### What to produce
Turn the part that opens with the line containing "Return one point per instance of the grass" and closes with the line containing "Target: grass patch" into a Markdown table with two columns, No. and Line, giving each line a number and leaving out blank lines.

### Input material
----------------

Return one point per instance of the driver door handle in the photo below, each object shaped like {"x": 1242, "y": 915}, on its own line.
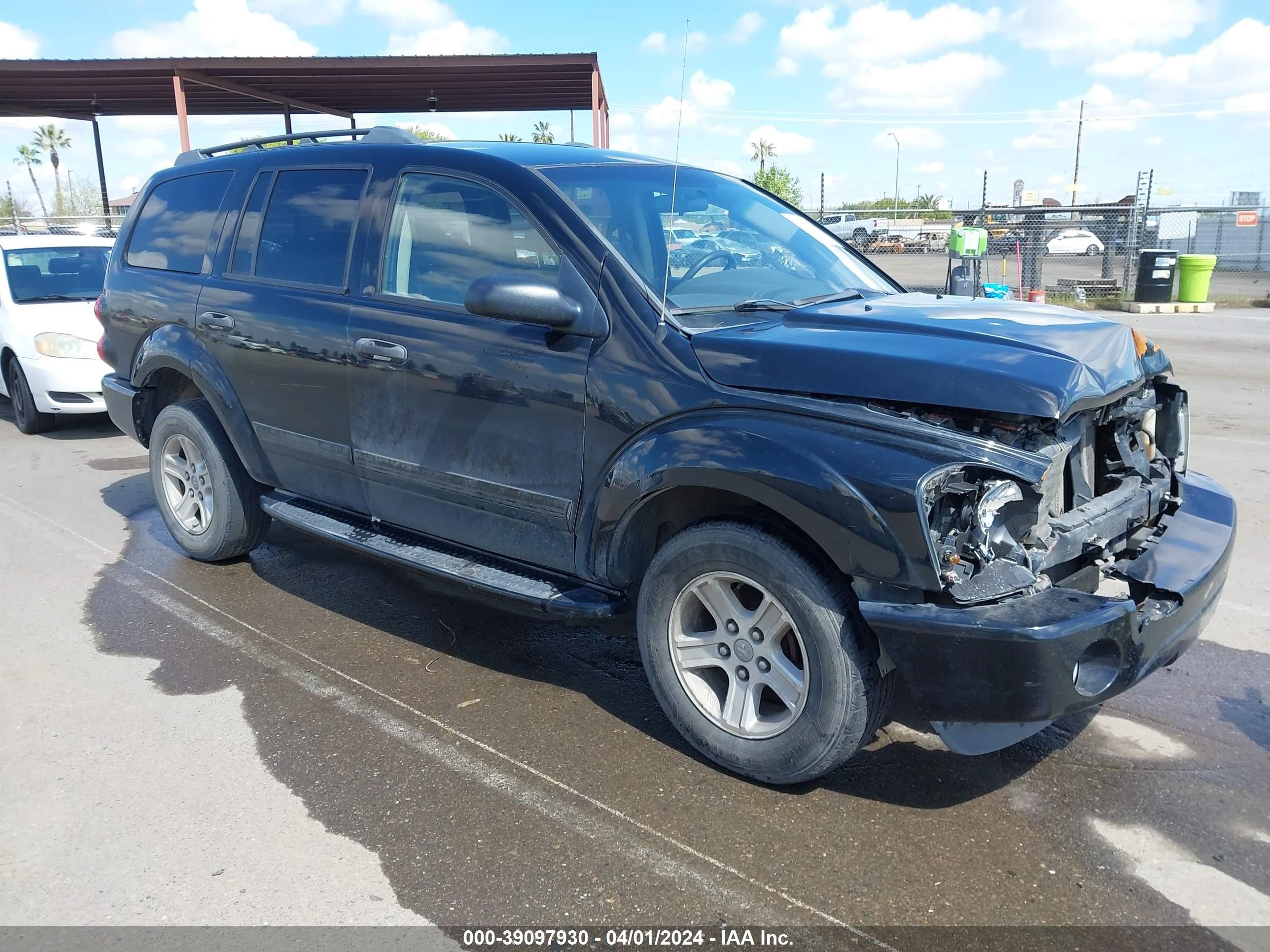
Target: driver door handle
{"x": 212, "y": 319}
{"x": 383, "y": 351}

----------------

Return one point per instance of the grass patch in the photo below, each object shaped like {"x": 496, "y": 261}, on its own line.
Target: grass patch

----------------

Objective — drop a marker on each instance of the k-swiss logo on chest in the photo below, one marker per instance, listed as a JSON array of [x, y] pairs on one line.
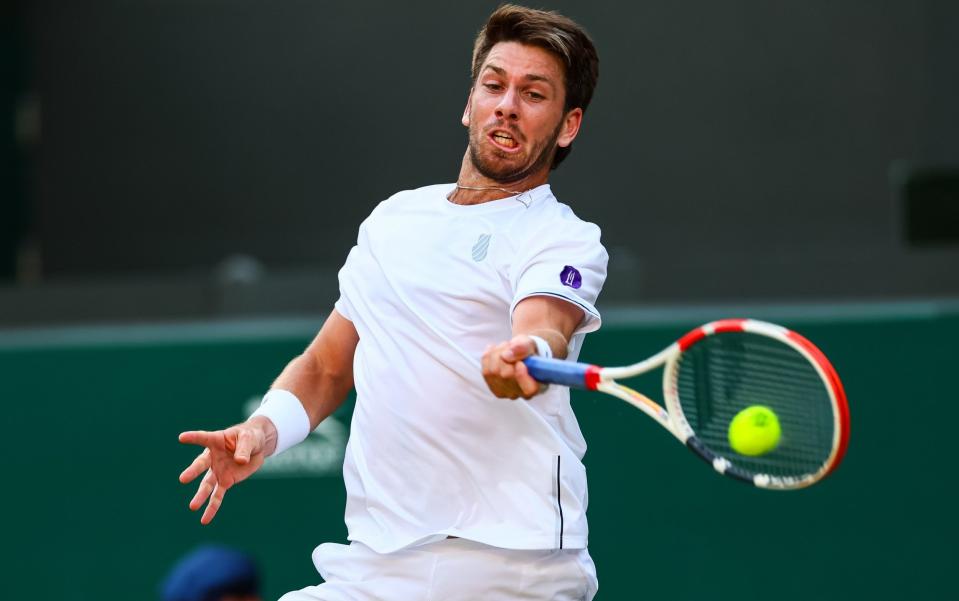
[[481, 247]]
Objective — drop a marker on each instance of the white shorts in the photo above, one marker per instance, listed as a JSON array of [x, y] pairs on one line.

----------------

### The answer
| No. | Line |
|---|---|
| 1 | Return one point per instance of the grass patch in the photo below, each object shaped like {"x": 496, "y": 261}, on its own line. |
| 2 | Target: grass patch |